**Task item**. What you return should be the lines from the first line of the records below through the line holding "M113 346L217 358L228 267L202 215L102 246Z", unchanged.

(Collected data)
════════

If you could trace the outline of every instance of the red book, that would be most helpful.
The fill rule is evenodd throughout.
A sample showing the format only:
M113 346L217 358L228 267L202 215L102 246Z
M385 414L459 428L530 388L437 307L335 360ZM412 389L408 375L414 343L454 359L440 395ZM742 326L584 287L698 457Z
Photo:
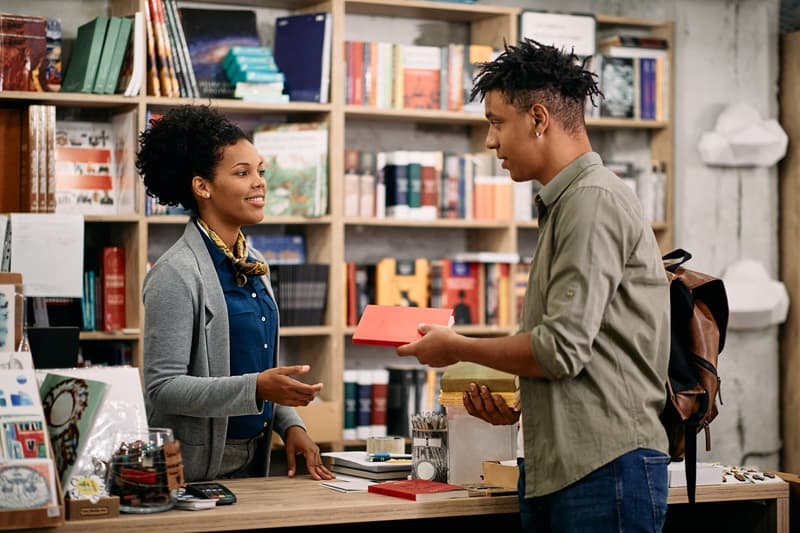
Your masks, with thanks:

════════

**Expected answer**.
If you could trace the outline of every instance of the red book, that would be most helpful.
The fill rule is evenodd throughout.
A sample showing the format only:
M113 346L217 358L228 267L202 215L102 246Z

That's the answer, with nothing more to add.